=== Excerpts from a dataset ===
========

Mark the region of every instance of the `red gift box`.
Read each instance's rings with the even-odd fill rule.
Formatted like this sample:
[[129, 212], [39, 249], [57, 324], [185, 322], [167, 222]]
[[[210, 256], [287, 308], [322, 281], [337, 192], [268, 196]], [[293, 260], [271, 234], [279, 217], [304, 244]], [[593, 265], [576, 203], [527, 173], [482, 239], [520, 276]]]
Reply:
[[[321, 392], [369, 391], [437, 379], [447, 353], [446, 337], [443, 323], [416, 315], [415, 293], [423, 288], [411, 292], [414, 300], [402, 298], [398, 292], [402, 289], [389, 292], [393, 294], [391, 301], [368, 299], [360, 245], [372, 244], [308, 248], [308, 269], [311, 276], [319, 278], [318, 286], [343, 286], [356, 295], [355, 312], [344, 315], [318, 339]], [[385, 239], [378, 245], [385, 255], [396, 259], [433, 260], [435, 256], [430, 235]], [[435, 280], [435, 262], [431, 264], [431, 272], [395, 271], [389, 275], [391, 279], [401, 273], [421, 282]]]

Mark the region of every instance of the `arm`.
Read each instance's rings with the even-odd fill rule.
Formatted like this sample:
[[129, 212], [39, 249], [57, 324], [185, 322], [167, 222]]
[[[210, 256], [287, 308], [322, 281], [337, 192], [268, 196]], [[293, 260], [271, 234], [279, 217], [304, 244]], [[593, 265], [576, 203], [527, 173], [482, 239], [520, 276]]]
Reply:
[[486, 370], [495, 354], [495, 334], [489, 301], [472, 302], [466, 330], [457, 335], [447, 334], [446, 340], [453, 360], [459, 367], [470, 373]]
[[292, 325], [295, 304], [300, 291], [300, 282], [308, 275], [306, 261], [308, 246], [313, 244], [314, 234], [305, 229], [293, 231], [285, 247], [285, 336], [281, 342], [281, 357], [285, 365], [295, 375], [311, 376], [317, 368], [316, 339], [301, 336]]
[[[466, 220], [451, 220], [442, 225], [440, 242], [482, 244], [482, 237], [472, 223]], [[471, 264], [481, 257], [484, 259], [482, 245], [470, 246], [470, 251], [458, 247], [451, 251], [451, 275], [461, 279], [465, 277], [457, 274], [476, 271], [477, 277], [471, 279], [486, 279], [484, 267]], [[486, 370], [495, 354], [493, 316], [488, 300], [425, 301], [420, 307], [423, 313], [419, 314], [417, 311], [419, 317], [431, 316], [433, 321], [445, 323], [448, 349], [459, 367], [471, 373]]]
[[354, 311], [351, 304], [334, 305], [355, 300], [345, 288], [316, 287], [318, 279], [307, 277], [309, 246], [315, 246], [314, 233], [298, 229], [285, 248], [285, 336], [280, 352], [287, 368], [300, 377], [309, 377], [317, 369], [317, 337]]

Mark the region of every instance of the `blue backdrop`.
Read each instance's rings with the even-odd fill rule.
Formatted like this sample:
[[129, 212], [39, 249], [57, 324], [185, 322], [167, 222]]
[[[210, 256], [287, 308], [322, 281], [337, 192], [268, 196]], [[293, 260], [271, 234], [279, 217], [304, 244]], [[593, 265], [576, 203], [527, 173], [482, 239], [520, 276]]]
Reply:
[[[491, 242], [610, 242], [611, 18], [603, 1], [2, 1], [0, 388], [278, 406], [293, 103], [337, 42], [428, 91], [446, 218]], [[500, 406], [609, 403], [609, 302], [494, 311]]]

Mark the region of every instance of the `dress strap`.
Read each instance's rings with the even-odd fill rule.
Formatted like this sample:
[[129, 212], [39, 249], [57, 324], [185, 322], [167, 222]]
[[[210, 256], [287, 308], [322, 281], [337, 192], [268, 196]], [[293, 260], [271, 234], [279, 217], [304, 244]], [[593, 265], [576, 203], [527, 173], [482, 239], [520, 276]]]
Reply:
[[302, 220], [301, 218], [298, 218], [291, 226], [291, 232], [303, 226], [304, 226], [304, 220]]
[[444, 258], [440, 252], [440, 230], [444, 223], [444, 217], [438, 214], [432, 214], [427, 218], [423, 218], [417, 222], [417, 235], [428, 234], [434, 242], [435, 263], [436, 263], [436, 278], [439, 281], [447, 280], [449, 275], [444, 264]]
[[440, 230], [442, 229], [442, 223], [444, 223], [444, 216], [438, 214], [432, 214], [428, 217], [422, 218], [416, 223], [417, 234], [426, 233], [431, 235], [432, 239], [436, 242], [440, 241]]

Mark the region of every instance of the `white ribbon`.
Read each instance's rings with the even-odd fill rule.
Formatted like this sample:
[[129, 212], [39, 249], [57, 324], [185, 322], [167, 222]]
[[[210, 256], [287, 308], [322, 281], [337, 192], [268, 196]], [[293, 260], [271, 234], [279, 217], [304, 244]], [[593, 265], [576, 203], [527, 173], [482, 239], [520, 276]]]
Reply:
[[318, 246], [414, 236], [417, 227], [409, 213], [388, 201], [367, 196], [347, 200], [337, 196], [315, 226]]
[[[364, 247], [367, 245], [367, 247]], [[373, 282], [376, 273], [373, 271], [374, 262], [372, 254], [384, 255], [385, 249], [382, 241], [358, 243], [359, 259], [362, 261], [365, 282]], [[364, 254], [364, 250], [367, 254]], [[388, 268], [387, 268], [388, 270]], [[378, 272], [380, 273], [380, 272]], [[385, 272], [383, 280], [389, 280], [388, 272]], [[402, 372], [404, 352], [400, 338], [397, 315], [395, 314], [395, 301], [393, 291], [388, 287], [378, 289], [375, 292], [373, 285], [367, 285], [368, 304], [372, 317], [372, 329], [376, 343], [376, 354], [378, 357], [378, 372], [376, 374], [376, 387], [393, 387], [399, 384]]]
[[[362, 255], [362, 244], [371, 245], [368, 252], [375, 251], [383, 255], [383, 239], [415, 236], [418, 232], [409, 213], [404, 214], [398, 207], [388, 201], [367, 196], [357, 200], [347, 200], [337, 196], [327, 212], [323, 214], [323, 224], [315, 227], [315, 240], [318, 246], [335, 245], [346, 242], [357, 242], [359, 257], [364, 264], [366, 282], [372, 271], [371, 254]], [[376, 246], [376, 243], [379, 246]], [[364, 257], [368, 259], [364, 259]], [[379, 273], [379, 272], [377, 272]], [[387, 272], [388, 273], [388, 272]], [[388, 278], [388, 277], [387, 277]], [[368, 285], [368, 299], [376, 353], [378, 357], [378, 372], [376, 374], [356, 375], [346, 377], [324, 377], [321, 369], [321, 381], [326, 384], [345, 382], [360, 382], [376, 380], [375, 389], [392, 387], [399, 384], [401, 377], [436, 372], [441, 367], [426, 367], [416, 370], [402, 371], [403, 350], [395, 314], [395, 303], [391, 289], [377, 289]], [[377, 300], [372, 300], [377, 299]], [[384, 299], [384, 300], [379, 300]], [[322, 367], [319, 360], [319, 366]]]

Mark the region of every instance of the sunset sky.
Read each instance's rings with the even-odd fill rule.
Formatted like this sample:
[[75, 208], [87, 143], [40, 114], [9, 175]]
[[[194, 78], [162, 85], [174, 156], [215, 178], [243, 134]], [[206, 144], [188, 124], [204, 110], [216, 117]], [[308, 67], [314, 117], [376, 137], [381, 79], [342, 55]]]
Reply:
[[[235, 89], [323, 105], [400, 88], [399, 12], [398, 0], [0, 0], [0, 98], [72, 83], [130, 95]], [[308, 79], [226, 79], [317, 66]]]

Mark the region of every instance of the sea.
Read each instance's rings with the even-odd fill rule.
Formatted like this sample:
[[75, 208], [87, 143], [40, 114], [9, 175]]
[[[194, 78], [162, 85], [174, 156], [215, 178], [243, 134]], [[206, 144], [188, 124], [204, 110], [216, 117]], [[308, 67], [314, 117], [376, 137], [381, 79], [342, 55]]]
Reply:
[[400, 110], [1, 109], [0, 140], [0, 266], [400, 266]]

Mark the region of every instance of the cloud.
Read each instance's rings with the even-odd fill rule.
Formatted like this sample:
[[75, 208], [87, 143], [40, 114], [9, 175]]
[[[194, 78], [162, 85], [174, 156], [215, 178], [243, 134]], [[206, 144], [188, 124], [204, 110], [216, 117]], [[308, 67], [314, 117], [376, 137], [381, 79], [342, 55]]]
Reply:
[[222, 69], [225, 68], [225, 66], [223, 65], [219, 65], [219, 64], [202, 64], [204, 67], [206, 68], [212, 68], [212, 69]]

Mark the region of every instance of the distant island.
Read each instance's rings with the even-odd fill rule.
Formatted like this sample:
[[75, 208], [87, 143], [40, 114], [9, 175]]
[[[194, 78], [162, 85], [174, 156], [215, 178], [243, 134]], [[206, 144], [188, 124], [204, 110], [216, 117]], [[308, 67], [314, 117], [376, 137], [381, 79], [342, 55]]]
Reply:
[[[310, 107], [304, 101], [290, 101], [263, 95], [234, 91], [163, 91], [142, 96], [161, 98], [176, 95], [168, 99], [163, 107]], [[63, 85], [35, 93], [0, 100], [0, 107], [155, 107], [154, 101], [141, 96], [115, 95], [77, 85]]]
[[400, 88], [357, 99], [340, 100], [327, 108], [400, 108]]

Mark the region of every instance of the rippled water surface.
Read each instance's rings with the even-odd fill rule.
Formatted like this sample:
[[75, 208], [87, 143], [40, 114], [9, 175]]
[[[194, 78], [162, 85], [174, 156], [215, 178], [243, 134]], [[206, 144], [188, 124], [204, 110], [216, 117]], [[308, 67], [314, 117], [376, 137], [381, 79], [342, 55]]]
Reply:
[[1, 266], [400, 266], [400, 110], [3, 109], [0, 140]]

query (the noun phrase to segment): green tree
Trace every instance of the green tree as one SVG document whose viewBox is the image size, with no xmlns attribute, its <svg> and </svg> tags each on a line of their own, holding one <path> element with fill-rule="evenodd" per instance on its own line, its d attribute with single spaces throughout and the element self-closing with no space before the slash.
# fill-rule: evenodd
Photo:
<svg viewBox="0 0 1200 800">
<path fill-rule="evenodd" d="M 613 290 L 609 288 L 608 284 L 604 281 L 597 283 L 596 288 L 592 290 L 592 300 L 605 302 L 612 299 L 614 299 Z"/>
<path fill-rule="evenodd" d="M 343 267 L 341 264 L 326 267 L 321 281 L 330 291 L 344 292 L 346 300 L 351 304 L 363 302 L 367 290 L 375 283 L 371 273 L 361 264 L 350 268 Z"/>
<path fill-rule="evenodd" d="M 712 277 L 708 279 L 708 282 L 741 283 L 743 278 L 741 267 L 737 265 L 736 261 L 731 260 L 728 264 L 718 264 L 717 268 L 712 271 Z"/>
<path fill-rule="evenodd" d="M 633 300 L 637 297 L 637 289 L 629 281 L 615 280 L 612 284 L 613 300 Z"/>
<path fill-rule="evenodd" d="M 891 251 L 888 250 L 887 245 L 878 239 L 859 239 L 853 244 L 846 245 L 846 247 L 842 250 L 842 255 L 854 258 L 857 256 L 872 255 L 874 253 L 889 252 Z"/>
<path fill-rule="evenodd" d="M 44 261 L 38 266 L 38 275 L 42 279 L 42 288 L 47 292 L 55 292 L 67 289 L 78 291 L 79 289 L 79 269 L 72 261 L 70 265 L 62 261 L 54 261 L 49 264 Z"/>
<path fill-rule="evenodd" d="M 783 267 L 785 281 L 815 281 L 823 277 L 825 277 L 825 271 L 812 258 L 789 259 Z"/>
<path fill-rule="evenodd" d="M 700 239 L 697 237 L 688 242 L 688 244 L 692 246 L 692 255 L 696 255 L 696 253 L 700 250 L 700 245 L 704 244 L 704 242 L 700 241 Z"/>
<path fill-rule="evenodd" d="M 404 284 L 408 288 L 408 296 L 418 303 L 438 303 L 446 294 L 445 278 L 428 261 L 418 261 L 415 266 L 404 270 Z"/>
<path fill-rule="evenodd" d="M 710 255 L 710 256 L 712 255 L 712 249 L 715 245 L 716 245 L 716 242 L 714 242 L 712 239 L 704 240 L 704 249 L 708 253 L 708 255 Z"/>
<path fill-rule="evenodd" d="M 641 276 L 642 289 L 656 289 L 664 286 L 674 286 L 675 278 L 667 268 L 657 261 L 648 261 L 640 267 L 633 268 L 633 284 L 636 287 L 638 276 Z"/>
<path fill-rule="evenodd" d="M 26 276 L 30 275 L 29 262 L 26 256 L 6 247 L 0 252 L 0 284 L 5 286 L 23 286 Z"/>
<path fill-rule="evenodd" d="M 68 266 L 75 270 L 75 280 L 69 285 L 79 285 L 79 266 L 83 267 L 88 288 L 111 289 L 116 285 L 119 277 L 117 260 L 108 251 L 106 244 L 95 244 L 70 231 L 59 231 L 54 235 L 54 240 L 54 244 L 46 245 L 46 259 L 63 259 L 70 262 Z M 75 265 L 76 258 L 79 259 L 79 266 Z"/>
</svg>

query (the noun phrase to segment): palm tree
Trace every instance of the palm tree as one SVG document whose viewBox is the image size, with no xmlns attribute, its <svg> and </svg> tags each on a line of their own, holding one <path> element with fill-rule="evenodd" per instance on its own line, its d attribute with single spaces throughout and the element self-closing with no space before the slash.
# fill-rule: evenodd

========

=== Exercise ===
Please go through the entries and show every line with the word "closing".

=== Answer to this problem ===
Trace every instance of the green tree as one SVG document whose viewBox is the image size, with no xmlns attribute, its <svg> and </svg> tags each on a line of their own, holding one <path> element with fill-rule="evenodd" per instance on its own line, its d attribute with single spaces throughout and the element self-closing with no space before the slash.
Trace every instance of the palm tree as one SVG document whose viewBox is the image size, with no xmlns attribute, its <svg> and </svg> tags each on a line of their own, holding one <path> element with fill-rule="evenodd" per instance on its own line, its d attribute with single spaces throughout and the element self-closing with no space before the slash.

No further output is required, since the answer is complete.